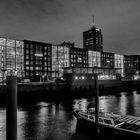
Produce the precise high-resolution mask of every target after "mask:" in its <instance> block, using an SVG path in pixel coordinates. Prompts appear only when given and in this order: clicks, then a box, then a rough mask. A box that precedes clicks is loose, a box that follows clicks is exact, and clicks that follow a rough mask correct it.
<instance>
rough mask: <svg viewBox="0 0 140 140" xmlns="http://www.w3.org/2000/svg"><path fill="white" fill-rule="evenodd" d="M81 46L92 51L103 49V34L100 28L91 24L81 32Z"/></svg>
mask: <svg viewBox="0 0 140 140" xmlns="http://www.w3.org/2000/svg"><path fill="white" fill-rule="evenodd" d="M83 48H84V49H87V50H92V51H99V52H101V51H103V35H102V32H101V29H98V28H96V27H95V26H93V27H92V28H91V29H89V30H87V31H85V32H83Z"/></svg>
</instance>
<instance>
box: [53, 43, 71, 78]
mask: <svg viewBox="0 0 140 140" xmlns="http://www.w3.org/2000/svg"><path fill="white" fill-rule="evenodd" d="M69 55H70V48H69V47H67V46H64V45H53V46H52V77H61V76H63V68H65V67H69V66H70V56H69Z"/></svg>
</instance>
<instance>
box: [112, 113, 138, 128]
mask: <svg viewBox="0 0 140 140" xmlns="http://www.w3.org/2000/svg"><path fill="white" fill-rule="evenodd" d="M114 119H115V120H116V121H120V122H126V123H129V124H135V125H138V126H140V117H135V116H130V115H119V116H118V117H116V118H114Z"/></svg>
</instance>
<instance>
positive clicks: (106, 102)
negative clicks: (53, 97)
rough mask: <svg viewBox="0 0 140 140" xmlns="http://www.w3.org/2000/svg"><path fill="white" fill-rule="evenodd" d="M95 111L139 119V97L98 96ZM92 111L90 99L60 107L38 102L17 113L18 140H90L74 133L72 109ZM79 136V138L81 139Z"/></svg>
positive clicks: (64, 104)
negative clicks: (89, 110) (118, 114)
mask: <svg viewBox="0 0 140 140" xmlns="http://www.w3.org/2000/svg"><path fill="white" fill-rule="evenodd" d="M99 100H100V101H99V107H100V108H101V109H103V110H104V111H105V112H114V113H118V114H129V115H135V116H140V109H139V108H140V94H137V92H133V93H125V92H123V93H120V94H118V95H117V96H101V97H100V98H99ZM89 105H92V106H93V107H94V98H89V99H75V100H73V101H65V102H62V103H59V104H58V103H46V102H40V103H37V104H36V105H35V106H32V107H29V106H28V107H20V108H19V109H18V113H17V114H18V140H80V139H81V137H82V138H85V139H88V140H90V138H89V137H88V136H85V135H82V134H80V135H79V134H77V133H76V124H77V120H76V119H75V117H74V116H73V114H72V111H73V110H75V109H82V110H86V109H87V108H88V107H89ZM81 135H82V136H81ZM5 136H6V111H5V109H3V108H1V109H0V140H5V139H6V137H5Z"/></svg>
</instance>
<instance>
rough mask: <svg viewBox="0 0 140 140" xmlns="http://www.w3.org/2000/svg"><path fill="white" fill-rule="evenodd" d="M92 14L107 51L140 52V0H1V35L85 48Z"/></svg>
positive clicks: (134, 52) (0, 26)
mask: <svg viewBox="0 0 140 140" xmlns="http://www.w3.org/2000/svg"><path fill="white" fill-rule="evenodd" d="M92 15H94V16H95V24H96V26H97V27H98V28H101V29H102V33H103V37H104V51H109V52H114V53H119V54H138V53H140V0H0V36H1V37H8V38H11V39H20V40H23V39H28V40H35V41H43V42H48V43H53V44H57V43H61V42H63V41H72V42H75V44H76V47H80V48H82V47H83V31H85V30H87V29H89V28H90V27H91V25H92Z"/></svg>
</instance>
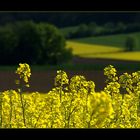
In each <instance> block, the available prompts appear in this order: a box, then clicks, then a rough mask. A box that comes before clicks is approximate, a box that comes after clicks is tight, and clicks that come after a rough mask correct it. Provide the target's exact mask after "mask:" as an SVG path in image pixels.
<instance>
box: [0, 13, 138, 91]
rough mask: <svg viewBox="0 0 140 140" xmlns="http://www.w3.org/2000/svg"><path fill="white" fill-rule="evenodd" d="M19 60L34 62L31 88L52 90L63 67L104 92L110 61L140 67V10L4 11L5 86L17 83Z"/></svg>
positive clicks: (117, 68)
mask: <svg viewBox="0 0 140 140" xmlns="http://www.w3.org/2000/svg"><path fill="white" fill-rule="evenodd" d="M19 63H28V64H29V65H30V66H31V71H32V75H31V79H30V87H29V88H28V89H25V90H26V91H29V92H31V91H39V92H42V93H43V92H48V91H49V90H51V88H52V87H53V83H54V78H55V76H56V71H57V70H59V69H61V70H65V71H66V72H67V74H68V76H69V78H71V77H72V76H73V75H84V76H85V77H86V79H87V80H93V81H94V82H95V84H96V87H95V90H96V91H100V90H102V89H103V87H104V86H105V78H106V77H105V76H104V74H103V69H104V68H105V67H106V66H108V65H110V64H111V65H113V66H114V67H115V68H116V69H117V70H118V75H119V74H121V73H123V72H133V71H138V70H140V12H119V11H117V12H72V11H71V12H48V11H47V12H0V91H3V90H7V89H16V88H17V87H16V85H15V79H16V74H15V70H16V68H17V67H18V64H19Z"/></svg>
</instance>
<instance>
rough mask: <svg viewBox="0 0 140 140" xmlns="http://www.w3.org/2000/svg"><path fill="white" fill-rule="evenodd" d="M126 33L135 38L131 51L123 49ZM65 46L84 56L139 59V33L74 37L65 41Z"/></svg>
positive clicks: (115, 58) (130, 60) (86, 56)
mask: <svg viewBox="0 0 140 140" xmlns="http://www.w3.org/2000/svg"><path fill="white" fill-rule="evenodd" d="M128 35H131V36H134V37H135V38H136V48H135V50H134V51H133V52H125V51H124V43H125V40H126V38H127V36H128ZM67 47H71V48H72V49H73V54H74V55H78V56H80V57H84V58H102V59H115V60H128V61H140V52H139V50H140V33H132V34H120V35H110V36H103V37H88V38H81V39H75V40H70V41H67Z"/></svg>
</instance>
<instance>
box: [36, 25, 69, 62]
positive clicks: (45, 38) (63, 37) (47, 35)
mask: <svg viewBox="0 0 140 140" xmlns="http://www.w3.org/2000/svg"><path fill="white" fill-rule="evenodd" d="M38 32H39V33H40V38H41V43H42V44H41V49H42V54H41V56H42V58H41V59H40V63H41V64H45V63H48V64H61V63H63V62H67V61H68V60H70V58H72V52H71V51H70V50H68V49H67V48H66V44H65V38H64V36H63V34H62V33H61V32H60V31H59V30H58V29H57V28H56V27H55V26H53V25H50V24H45V23H40V24H38ZM66 55H67V57H66Z"/></svg>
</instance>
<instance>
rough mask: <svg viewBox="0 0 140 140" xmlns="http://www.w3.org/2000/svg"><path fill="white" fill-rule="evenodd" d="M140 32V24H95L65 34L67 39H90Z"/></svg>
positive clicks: (107, 22)
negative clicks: (120, 33) (134, 32)
mask: <svg viewBox="0 0 140 140" xmlns="http://www.w3.org/2000/svg"><path fill="white" fill-rule="evenodd" d="M136 31H140V23H131V24H125V23H123V22H118V23H116V24H114V23H113V22H107V23H105V24H104V25H97V24H96V23H95V22H91V23H89V24H80V25H78V26H77V28H76V29H75V30H68V31H66V32H65V37H66V38H67V39H72V38H81V37H90V36H102V35H112V34H120V33H130V32H136Z"/></svg>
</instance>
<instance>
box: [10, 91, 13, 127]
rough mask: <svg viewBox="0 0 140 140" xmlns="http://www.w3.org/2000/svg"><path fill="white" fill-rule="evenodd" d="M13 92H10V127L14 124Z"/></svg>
mask: <svg viewBox="0 0 140 140" xmlns="http://www.w3.org/2000/svg"><path fill="white" fill-rule="evenodd" d="M11 96H12V95H11V92H10V107H11V109H10V128H12V125H11V123H12V111H13V110H12V109H13V108H12V98H11Z"/></svg>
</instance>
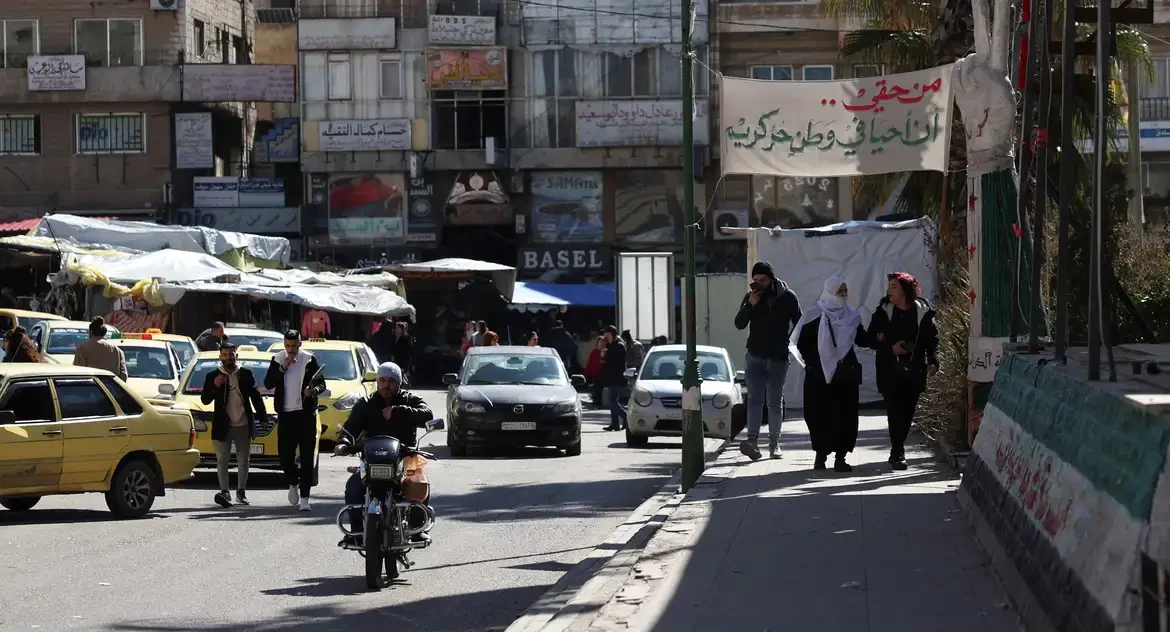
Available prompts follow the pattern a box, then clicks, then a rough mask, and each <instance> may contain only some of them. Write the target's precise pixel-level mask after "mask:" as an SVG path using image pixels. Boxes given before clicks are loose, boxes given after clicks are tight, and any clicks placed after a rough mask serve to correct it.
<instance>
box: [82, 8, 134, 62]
mask: <svg viewBox="0 0 1170 632" xmlns="http://www.w3.org/2000/svg"><path fill="white" fill-rule="evenodd" d="M74 51H75V53H77V54H78V55H85V64H87V66H90V67H112V66H142V64H143V23H142V20H131V19H117V18H115V19H110V20H76V21H75V22H74Z"/></svg>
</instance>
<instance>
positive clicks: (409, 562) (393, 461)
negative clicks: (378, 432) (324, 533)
mask: <svg viewBox="0 0 1170 632" xmlns="http://www.w3.org/2000/svg"><path fill="white" fill-rule="evenodd" d="M443 427H445V426H443V420H442V419H432V420H431V421H427V423H426V432H425V433H424V434H422V437H420V438H419V440H418V442H419V444H421V442H422V439H424V438H426V435H427V434H431V433H432V432H434V431H441V430H443ZM343 430H344V428H343ZM351 438H352V437H351ZM358 446H360V447H358ZM355 452H360V455H362V461H360V462H359V465H357V466H353V467H350V468H347V469H349V472H350V474H355V473H357V474H358V475H359V476H360V478H362V482H363V486H364V487H365V490H366V497H365V502H363V503H362V504H347V506H345V507H343V508H342V510H340V511H338V513H337V528H338V529H340V531H342V534H344V535H346V536H356V535H358V534H357V533H355V531H351V530H350V529H349V528H347V527H346V525H347V523H349V511H350V510H351V509H360V510H362V523H363V527H364V528H363V533H362V536H363V537H362V543H360V544H353V543H350V542H347V541H349V540H352V538H346V540H345V541H343V544H342V548H343V549H345V550H350V551H358V554H360V555H362V556H363V557H365V578H366V588H369V589H370V590H380V589H381V588H383V586H384V584H383V581H381V577H383V575H381V571H383V565H384V564H385V569H386V578H387V581H388V582H393V581H394V579H398V575H399V569H400V566H401V569H406V570H408V569H409V568H411V566H413V565H414V563H413V562H411V561H409V559H408V558H407V554H408V552H409V551H412V550H414V549H425V548H427V547H428V545H431V541H429V540H428V538H424V540H421V541H413V536H415V535H418V534H424V533H427V531H429V530H431V527H432V525H434V522H435V513H434V509H432V508H431V507H429V506H427V504H424V501H426V500H427V497H428V496H429V495H431V485H429V483H428V482H426V479H425V476H422V467H424V466H425V465H426V462H427V461H434V460H436V459H435V455H434V454H431V453H429V452H424V451H421V449H417V448H412V447H409V446H404V445H402V444H401V442H400V441H399V440H398V439H395V438H393V437H390V435H374V437H367V438H366V439H365V441H363V442H362V444H360V445H359V444H358V442H357V441H356V440H355ZM415 511H417V513H421V515H422V516H424V520H422V522H421V524H418V525H417V527H412V525H411V520H409V517H411V514H412V513H415ZM417 515H418V514H417Z"/></svg>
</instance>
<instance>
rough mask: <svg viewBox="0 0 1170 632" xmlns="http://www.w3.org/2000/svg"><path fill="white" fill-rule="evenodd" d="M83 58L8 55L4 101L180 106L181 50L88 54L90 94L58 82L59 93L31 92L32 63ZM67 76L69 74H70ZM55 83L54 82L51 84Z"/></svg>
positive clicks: (69, 50)
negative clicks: (46, 59)
mask: <svg viewBox="0 0 1170 632" xmlns="http://www.w3.org/2000/svg"><path fill="white" fill-rule="evenodd" d="M53 55H78V53H74V51H73V50H51V51H49V50H42V51H41V53H40V55H39V56H29V57H27V59H18V60H15V63H13V60H12V56H9V64H8V68H4V69H0V95H5V102H7V103H20V104H39V103H144V102H158V101H164V102H176V101H179V97H180V83H179V60H180V57H181V55H183V53H181V51H178V50H128V51H116V53H115V54H110V55H94V54H84V56H85V70H84V73H85V82H84V85H85V89H84V90H78V89H73V87H74V85H77V83H69V82H68V81H62V82H59V83H57V85H61V88H60V89H56V88H54V87H53V85H49V84H47V82H42V89H39V90H29V78H28V61H29V60H33V63H34V66H35V64H36V63H37V59H39V57H43V56H53ZM67 74H68V73H67ZM48 83H51V82H48Z"/></svg>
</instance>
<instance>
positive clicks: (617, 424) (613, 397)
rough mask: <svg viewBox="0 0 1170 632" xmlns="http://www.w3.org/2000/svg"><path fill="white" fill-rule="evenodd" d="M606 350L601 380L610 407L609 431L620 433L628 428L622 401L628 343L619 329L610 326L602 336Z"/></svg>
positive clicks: (605, 348)
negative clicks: (604, 390) (622, 337)
mask: <svg viewBox="0 0 1170 632" xmlns="http://www.w3.org/2000/svg"><path fill="white" fill-rule="evenodd" d="M601 337H603V338H605V344H606V346H605V349H603V350H601V380H603V383H604V384H605V391H604V396H603V397H604V398H605V403H606V405H607V406H608V407H610V425H608V426H606V427H605V430H607V431H619V430H622V428H625V427H626V410H625V408H622V407H621V399H622V397H625V393H626V382H627V380H626V343H625V342H622V339H621V336H619V335H618V328H615V327H613V325H610V327H607V328H605V332H604V334H603V335H601Z"/></svg>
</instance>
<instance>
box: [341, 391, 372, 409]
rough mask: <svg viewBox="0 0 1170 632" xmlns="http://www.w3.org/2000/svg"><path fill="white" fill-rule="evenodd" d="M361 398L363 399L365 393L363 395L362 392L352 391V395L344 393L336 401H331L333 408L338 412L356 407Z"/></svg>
mask: <svg viewBox="0 0 1170 632" xmlns="http://www.w3.org/2000/svg"><path fill="white" fill-rule="evenodd" d="M363 397H365V393H363V392H362V391H353V392H352V393H346V394H345V396H344V397H342V398H340V399H338V400H337V401H333V407H335V408H337V410H339V411H349V410H352V408H353V406H357V405H358V401H362V398H363Z"/></svg>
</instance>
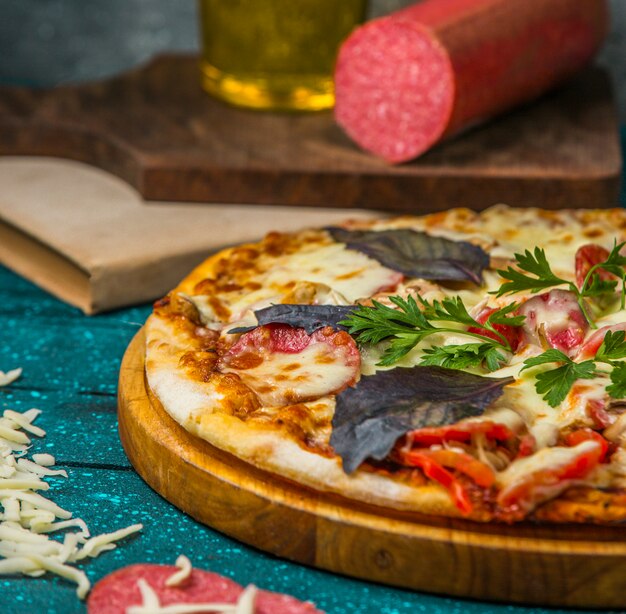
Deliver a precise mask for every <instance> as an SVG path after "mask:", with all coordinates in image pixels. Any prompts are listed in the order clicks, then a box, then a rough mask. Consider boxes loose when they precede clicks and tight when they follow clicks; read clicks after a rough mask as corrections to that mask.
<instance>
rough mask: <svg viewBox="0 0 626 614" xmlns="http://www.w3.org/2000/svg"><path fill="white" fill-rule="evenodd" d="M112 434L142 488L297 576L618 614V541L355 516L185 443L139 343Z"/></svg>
mask: <svg viewBox="0 0 626 614" xmlns="http://www.w3.org/2000/svg"><path fill="white" fill-rule="evenodd" d="M118 411H119V429H120V437H121V440H122V444H123V446H124V449H125V451H126V454H127V455H128V457H129V459H130V461H131V462H132V464H133V465H134V467H135V469H136V470H137V471H138V473H139V474H140V475H141V476H142V477H143V479H145V480H146V482H147V483H148V484H149V485H150V486H151V487H152V488H154V489H155V490H156V491H157V492H158V493H160V494H161V495H162V496H163V497H165V498H166V499H167V500H169V501H170V502H172V503H173V504H174V505H176V506H177V507H178V508H180V509H181V510H183V511H184V512H186V513H188V514H190V515H191V516H193V517H194V518H196V519H197V520H199V521H200V522H203V523H205V524H207V525H209V526H211V527H213V528H215V529H217V530H219V531H221V532H223V533H226V534H227V535H230V536H232V537H234V538H236V539H238V540H241V541H243V542H245V543H247V544H250V545H252V546H256V547H257V548H260V549H261V550H264V551H267V552H270V553H272V554H275V555H278V556H281V557H284V558H287V559H291V560H294V561H299V562H301V563H305V564H307V565H312V566H314V567H319V568H322V569H327V570H330V571H333V572H337V573H343V574H347V575H350V576H354V577H357V578H363V579H367V580H372V581H376V582H383V583H386V584H391V585H396V586H401V587H407V588H413V589H417V590H421V591H427V592H434V593H443V594H447V595H455V596H460V597H472V598H476V599H484V600H499V601H507V602H517V603H531V604H542V605H550V606H579V607H581V606H582V607H610V608H619V609H623V608H626V591H625V590H624V589H625V587H626V529H624V528H623V527H622V528H619V527H598V526H572V525H567V526H566V525H543V526H539V525H530V524H525V525H515V526H503V525H482V524H480V523H473V522H469V521H463V520H458V519H439V518H430V517H426V516H419V515H416V514H403V513H395V512H393V511H389V510H385V509H380V508H375V507H372V506H366V505H363V504H359V503H357V502H352V501H348V500H346V499H342V498H341V497H338V496H333V495H328V494H326V493H319V492H315V491H312V490H310V489H307V488H304V487H301V486H299V485H297V484H294V483H291V482H288V481H286V480H282V479H279V478H277V477H275V476H273V475H271V474H269V473H266V472H263V471H260V470H258V469H256V468H254V467H252V466H251V465H249V464H247V463H244V462H241V461H239V460H238V459H236V458H234V457H233V456H231V455H229V454H226V453H224V452H222V451H220V450H218V449H216V448H214V447H212V446H211V445H209V444H208V443H207V442H205V441H203V440H201V439H198V438H196V437H193V436H192V435H190V434H188V433H187V432H186V431H185V430H183V429H182V428H181V427H180V426H179V425H178V424H177V423H176V422H175V421H174V420H172V419H171V418H170V417H169V416H168V415H167V414H166V413H165V411H164V410H163V408H162V407H161V406H160V404H159V402H158V401H157V400H156V399H155V398H154V397H153V396H151V394H150V393H149V391H148V390H147V387H146V382H145V378H144V336H143V332H140V333H139V334H138V335H137V336H136V337H135V339H134V340H133V341H132V343H131V344H130V346H129V348H128V350H127V352H126V355H125V356H124V360H123V363H122V368H121V373H120V386H119V410H118Z"/></svg>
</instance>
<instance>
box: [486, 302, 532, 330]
mask: <svg viewBox="0 0 626 614" xmlns="http://www.w3.org/2000/svg"><path fill="white" fill-rule="evenodd" d="M518 309H519V303H510V304H509V305H506V306H505V307H502V308H501V309H497V310H496V311H494V312H493V313H491V314H490V315H489V317H488V318H487V321H486V322H485V324H486V325H487V326H494V325H495V324H500V325H501V326H515V327H517V326H522V324H524V320H526V316H522V315H518V316H512V315H510V314H511V313H513V312H515V311H517V310H518Z"/></svg>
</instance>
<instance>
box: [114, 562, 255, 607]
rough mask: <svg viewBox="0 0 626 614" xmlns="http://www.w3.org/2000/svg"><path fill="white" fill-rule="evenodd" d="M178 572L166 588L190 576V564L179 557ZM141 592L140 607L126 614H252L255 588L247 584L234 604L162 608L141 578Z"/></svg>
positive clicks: (190, 570)
mask: <svg viewBox="0 0 626 614" xmlns="http://www.w3.org/2000/svg"><path fill="white" fill-rule="evenodd" d="M176 566H177V567H178V568H179V570H178V571H176V572H175V573H173V574H172V575H171V576H170V577H169V578H168V579H167V580H166V581H165V585H166V586H180V585H181V584H183V582H184V581H185V580H186V579H187V578H188V577H189V576H190V574H191V569H192V567H191V562H190V561H189V559H188V558H187V557H186V556H184V555H181V556H179V557H178V558H177V559H176ZM137 586H138V587H139V591H140V592H141V600H142V603H141V605H136V606H130V607H129V608H127V609H126V614H197V613H201V612H207V611H210V612H215V613H216V614H254V602H255V599H256V595H257V592H258V591H257V588H256V587H255V586H254V585H253V584H249V585H248V586H247V587H246V588H245V589H244V590H243V592H242V593H241V594H240V595H239V599H237V602H236V603H216V602H209V603H172V604H170V605H166V606H163V605H161V602H160V600H159V596H158V595H157V593H156V592H155V590H154V589H153V588H152V587H151V586H150V585H149V584H148V582H146V580H144V579H143V578H141V579H140V580H138V581H137Z"/></svg>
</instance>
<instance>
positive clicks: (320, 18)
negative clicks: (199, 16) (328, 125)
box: [199, 0, 366, 111]
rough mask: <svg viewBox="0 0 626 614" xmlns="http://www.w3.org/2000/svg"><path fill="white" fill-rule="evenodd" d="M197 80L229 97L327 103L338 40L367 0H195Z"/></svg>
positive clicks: (307, 105) (251, 99) (242, 102)
mask: <svg viewBox="0 0 626 614" xmlns="http://www.w3.org/2000/svg"><path fill="white" fill-rule="evenodd" d="M199 9H200V20H201V34H202V59H201V68H202V85H203V87H204V89H205V90H206V91H207V92H209V93H210V94H212V95H213V96H216V97H217V98H220V99H222V100H225V101H227V102H229V103H231V104H234V105H238V106H243V107H249V108H256V109H268V110H295V111H315V110H320V109H327V108H330V107H332V106H333V104H334V100H335V98H334V88H333V67H334V63H335V57H336V54H337V50H338V48H339V45H340V43H341V42H342V41H343V40H344V39H345V38H346V36H347V35H348V34H349V33H350V32H351V31H352V29H353V28H354V27H355V26H356V25H357V24H359V23H360V22H361V21H363V19H364V17H365V10H366V0H199Z"/></svg>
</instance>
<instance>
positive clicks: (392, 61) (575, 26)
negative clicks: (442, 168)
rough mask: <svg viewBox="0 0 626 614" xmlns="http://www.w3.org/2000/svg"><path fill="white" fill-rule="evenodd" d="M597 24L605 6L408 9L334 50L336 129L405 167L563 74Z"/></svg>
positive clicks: (568, 72) (598, 29) (350, 38)
mask: <svg viewBox="0 0 626 614" xmlns="http://www.w3.org/2000/svg"><path fill="white" fill-rule="evenodd" d="M607 21H608V9H607V5H606V1H605V0H425V1H424V2H420V3H418V4H415V5H411V6H409V7H407V8H405V9H402V10H400V11H398V12H396V13H393V14H391V15H388V16H386V17H382V18H379V19H375V20H373V21H370V22H369V23H366V24H365V25H364V26H362V27H361V28H359V29H357V30H356V31H355V32H354V33H353V34H352V35H351V36H350V37H348V39H347V40H346V41H345V42H344V44H343V45H342V47H341V49H340V51H339V55H338V59H337V65H336V72H335V95H336V102H335V117H336V120H337V122H338V123H339V125H340V126H342V127H343V129H344V130H345V131H346V133H347V134H348V135H349V136H350V137H351V138H352V139H354V141H356V142H357V143H358V144H359V145H360V146H361V147H362V148H364V149H366V150H368V151H371V152H373V153H375V154H377V155H379V156H381V157H382V158H384V159H386V160H387V161H389V162H393V163H398V162H405V161H407V160H411V159H413V158H415V157H417V156H419V155H420V154H422V153H424V152H425V151H427V150H428V149H429V148H430V147H431V146H433V145H434V144H435V143H437V142H438V141H440V140H441V139H443V138H445V137H447V136H449V135H451V134H454V133H457V132H459V131H461V130H463V129H464V128H466V127H467V126H469V125H472V124H474V123H477V122H480V121H482V120H485V119H487V118H489V117H493V116H494V115H497V114H499V113H501V112H503V111H506V110H507V109H510V108H512V107H514V106H515V105H518V104H520V103H523V102H526V101H529V100H532V99H533V98H536V97H537V96H539V95H540V94H542V93H544V92H546V91H547V90H548V89H550V88H551V87H553V86H555V85H557V84H558V83H560V82H562V81H564V80H565V79H566V78H567V77H569V76H571V75H573V74H574V73H575V72H577V71H578V70H579V69H581V68H582V67H584V66H585V65H586V64H587V63H588V62H589V61H590V59H591V58H592V57H593V55H594V53H595V52H596V51H597V50H598V48H599V47H600V44H601V43H602V41H603V39H604V37H605V35H606V32H607V28H608V24H607ZM511 138H515V135H511Z"/></svg>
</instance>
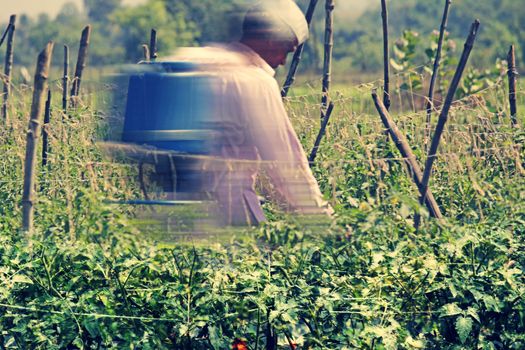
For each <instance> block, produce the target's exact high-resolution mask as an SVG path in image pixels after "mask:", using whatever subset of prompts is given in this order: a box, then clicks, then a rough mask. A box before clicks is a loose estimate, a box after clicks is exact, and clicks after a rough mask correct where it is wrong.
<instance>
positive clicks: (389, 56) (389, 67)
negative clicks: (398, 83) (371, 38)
mask: <svg viewBox="0 0 525 350" xmlns="http://www.w3.org/2000/svg"><path fill="white" fill-rule="evenodd" d="M381 18H382V19H383V66H384V85H383V104H384V105H385V107H386V109H387V110H390V103H391V102H390V52H389V45H388V9H387V6H386V0H381Z"/></svg>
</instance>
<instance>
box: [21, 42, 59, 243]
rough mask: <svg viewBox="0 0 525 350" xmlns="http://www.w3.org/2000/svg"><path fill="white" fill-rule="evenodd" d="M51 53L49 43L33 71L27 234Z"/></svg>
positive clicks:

◆ **Description of the task**
From the line that has "box: [0, 13, 138, 91]" through the line that has "box: [36, 25, 69, 62]", copy every line exactly as it appears above, and leave out all others.

◆ **Reply**
box: [0, 13, 138, 91]
rough mask: <svg viewBox="0 0 140 140" xmlns="http://www.w3.org/2000/svg"><path fill="white" fill-rule="evenodd" d="M19 60L34 62L31 88L52 90L63 67L104 92L110 61L140 67V10L4 11L5 86L17 83Z"/></svg>
positive clicks: (117, 68)
mask: <svg viewBox="0 0 140 140" xmlns="http://www.w3.org/2000/svg"><path fill="white" fill-rule="evenodd" d="M19 63H28V64H29V65H30V66H31V71H32V75H31V79H30V87H29V88H28V89H25V90H26V91H29V92H31V91H39V92H42V93H43V92H48V91H49V90H51V88H52V87H53V83H54V78H55V76H56V71H57V70H59V69H61V70H65V71H66V72H67V74H68V76H69V78H71V77H72V76H73V75H84V76H85V77H86V79H87V80H93V81H94V82H95V84H96V87H95V90H96V91H100V90H102V89H103V87H104V86H105V78H106V77H105V76H104V74H103V69H104V68H105V67H106V66H108V65H110V64H111V65H113V66H114V67H115V68H116V69H117V70H118V75H119V74H121V73H123V72H133V71H138V70H140V12H119V11H117V12H72V11H71V12H48V11H47V12H0V91H3V90H7V89H16V88H17V87H16V85H15V79H16V74H15V70H16V68H17V67H18V64H19Z"/></svg>
</instance>
<instance>
rough mask: <svg viewBox="0 0 140 140" xmlns="http://www.w3.org/2000/svg"><path fill="white" fill-rule="evenodd" d="M126 33L135 38L131 51L123 49ZM65 46L84 56L139 59V33L74 37L65 41Z"/></svg>
positive clicks: (115, 58) (130, 60) (86, 56)
mask: <svg viewBox="0 0 140 140" xmlns="http://www.w3.org/2000/svg"><path fill="white" fill-rule="evenodd" d="M128 35H131V36H134V37H135V38H136V48H135V50H134V51H133V52H125V51H124V43H125V40H126V38H127V36H128ZM67 47H71V48H72V49H73V54H74V55H78V56H80V57H84V58H102V59H115V60H128V61H140V52H139V50H140V33H132V34H120V35H110V36H103V37H88V38H81V39H75V40H70V41H67Z"/></svg>
</instance>
<instance>
box: [36, 25, 69, 62]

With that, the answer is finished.